I found this Eyez-On Envisalink UNO board for sale. It was from a manufacturer well known for integrating well with alarm systems, and had been a player in the industry for a long time. Using their supposedly “stand-alone” system made sense to me.

There are definitely other options out there, like the various products from Konnected.io. I wasn’t a huge fan of the Konnected products though, both because the non-“pro” versions rely on WiFi to connect the alarm system to another management system (!), and a complete lack of support for end-of-line resistors.

End-of-line resistors are worth a little sidebar here - in an alarm system, you normally wire everything “normally closed” - so when a sensor activates, it opens the circuit. This lets you make sure that everything is fine, and the wire hasn’t been cut - after all, if it was cut, you would see an open loop, and thus think a sensor had tripped. But what if the circuit has a short somewhere along the line, connecting the two wires together? You can’t tell the difference between a short circuit, and “all good”. That’s where an end-of-line resistor comes in.

By placing a resistor at the “end of the line”, you can have the control board measure the resistance of each alarm circuit. Since the end-of-line resistance is a known value and will stay relatively constant over time, you can detect a problem if the resistance ever changes significantly.

This is a really nice feature - it lets you have confidence that the circuit is operating correctly and hasn’t been tampered with. Konnected doesn’t support that, but the EyezOn boards do!

This interface board was going to be used to bring the various sensors into Home Assistant, where the actual alarm logic would live. It was pretty important that the interface support some protocol that Home Assistant also spoke - luckily, because EyezOn has been in the business for a long time, HomeAssistant has support for these boards! They speak a documented protocol that can be used to query state, get updates on sensor state, and more. From everything I had read, it would “just work”, so I bought it and got it installed.

Installed!

Installed!

What to do
Quote the part of the alarm interface board write-up that opens with the words containing "End-of-line resistors are" and closes with "resistor comes in.".

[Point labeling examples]
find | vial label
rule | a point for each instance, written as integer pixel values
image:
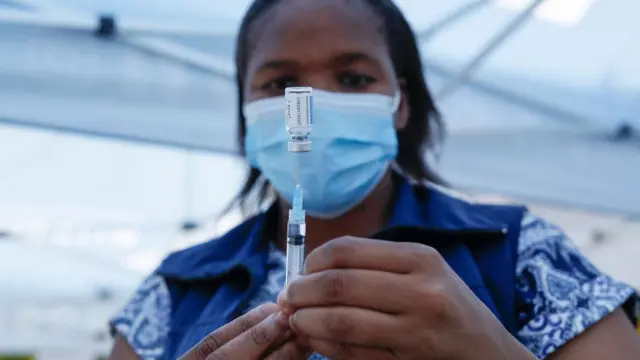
(298, 109)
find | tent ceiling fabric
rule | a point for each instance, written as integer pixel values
(525, 124)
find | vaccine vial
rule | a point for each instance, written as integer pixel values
(298, 109)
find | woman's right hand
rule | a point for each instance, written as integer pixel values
(262, 333)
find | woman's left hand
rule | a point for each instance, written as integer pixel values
(369, 299)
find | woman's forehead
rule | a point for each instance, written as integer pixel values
(316, 29)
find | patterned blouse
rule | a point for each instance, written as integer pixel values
(562, 292)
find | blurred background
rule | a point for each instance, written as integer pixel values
(117, 139)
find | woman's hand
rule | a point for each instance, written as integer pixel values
(262, 333)
(368, 299)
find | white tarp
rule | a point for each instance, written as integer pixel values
(569, 68)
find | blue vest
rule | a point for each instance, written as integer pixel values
(210, 284)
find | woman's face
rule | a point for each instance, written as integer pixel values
(334, 45)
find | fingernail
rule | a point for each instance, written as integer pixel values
(302, 340)
(282, 319)
(282, 297)
(292, 321)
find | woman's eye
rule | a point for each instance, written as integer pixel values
(280, 83)
(355, 80)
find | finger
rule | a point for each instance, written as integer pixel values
(349, 287)
(348, 325)
(290, 351)
(358, 253)
(221, 336)
(340, 351)
(254, 343)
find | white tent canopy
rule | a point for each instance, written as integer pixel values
(532, 121)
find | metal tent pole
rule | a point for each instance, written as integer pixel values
(493, 44)
(451, 19)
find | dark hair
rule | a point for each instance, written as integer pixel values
(424, 130)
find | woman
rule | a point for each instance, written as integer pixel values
(398, 267)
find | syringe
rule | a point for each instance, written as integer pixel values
(296, 236)
(298, 122)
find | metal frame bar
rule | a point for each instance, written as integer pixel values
(488, 50)
(456, 16)
(72, 20)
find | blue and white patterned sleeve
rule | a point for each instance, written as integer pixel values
(144, 322)
(560, 292)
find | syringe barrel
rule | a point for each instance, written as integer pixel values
(298, 109)
(295, 260)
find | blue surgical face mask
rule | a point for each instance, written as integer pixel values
(353, 140)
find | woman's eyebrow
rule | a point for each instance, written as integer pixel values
(349, 58)
(275, 65)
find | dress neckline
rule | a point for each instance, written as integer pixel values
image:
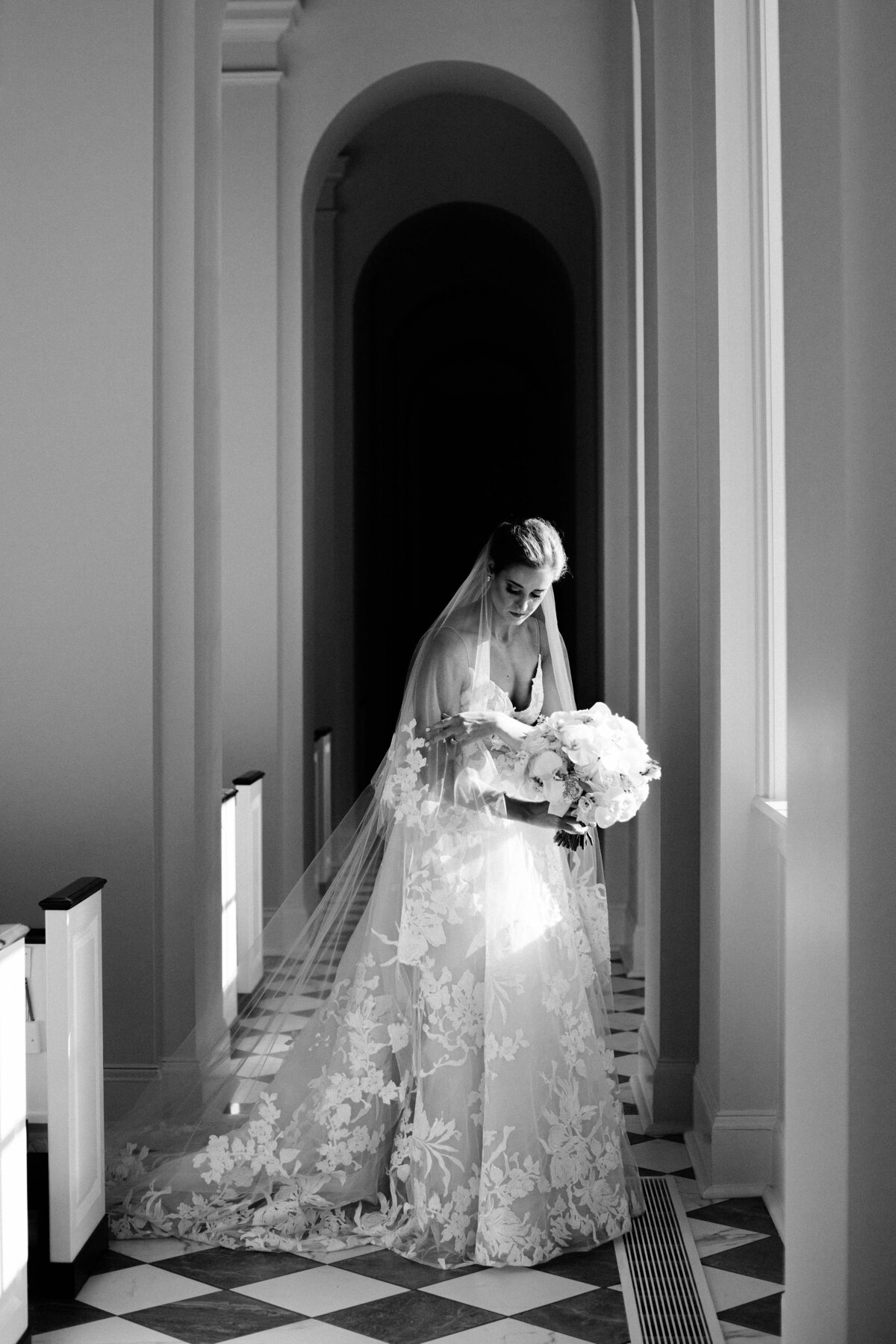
(509, 698)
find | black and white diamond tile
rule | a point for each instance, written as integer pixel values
(175, 1290)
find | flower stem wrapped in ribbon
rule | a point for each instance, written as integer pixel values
(591, 766)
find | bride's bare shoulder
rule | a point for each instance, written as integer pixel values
(453, 641)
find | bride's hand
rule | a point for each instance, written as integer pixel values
(470, 726)
(538, 815)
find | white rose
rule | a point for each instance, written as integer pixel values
(546, 764)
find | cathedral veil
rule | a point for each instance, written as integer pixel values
(418, 793)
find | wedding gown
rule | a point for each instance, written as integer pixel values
(454, 1097)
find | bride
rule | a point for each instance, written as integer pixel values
(452, 1095)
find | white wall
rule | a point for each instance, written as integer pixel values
(346, 62)
(505, 152)
(249, 443)
(77, 490)
(839, 129)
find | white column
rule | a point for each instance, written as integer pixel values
(736, 1082)
(839, 161)
(671, 821)
(77, 532)
(250, 960)
(188, 746)
(75, 1112)
(13, 1196)
(249, 436)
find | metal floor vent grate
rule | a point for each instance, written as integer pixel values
(665, 1289)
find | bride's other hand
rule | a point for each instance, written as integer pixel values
(470, 726)
(538, 815)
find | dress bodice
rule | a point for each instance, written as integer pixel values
(489, 695)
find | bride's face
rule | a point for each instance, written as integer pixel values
(517, 591)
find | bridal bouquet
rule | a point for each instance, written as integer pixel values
(591, 765)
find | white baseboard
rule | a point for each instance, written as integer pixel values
(731, 1151)
(630, 944)
(662, 1088)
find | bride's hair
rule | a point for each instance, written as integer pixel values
(531, 542)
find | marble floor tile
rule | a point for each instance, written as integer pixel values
(628, 1066)
(270, 1041)
(689, 1192)
(223, 1268)
(337, 1257)
(258, 1066)
(411, 1319)
(109, 1331)
(623, 1021)
(134, 1289)
(277, 1021)
(290, 1003)
(659, 1155)
(762, 1257)
(712, 1238)
(214, 1319)
(406, 1273)
(598, 1317)
(743, 1335)
(302, 1332)
(327, 1288)
(597, 1268)
(508, 1290)
(508, 1331)
(626, 1041)
(729, 1289)
(155, 1249)
(761, 1315)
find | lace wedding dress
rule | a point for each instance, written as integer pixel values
(454, 1095)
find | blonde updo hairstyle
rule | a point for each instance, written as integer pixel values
(531, 542)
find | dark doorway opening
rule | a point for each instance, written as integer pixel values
(464, 416)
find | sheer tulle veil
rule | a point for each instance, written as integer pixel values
(211, 1089)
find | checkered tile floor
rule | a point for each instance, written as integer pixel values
(176, 1290)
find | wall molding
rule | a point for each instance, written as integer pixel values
(252, 77)
(662, 1088)
(253, 30)
(731, 1151)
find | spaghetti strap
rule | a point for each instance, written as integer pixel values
(467, 650)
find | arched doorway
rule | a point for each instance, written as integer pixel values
(457, 255)
(465, 413)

Answer to this exercise
End-of-line resistors are worth a little sidebar here - in an alarm system, you normally wire everything “normally closed” - so when a sensor activates, it opens the circuit. This lets you make sure that everything is fine, and the wire hasn’t been cut - after all, if it was cut, you would see an open loop, and thus think a sensor had tripped. But what if the circuit has a short somewhere along the line, connecting the two wires together? You can’t tell the difference between a short circuit, and “all good”. That’s where an end-of-line resistor comes in.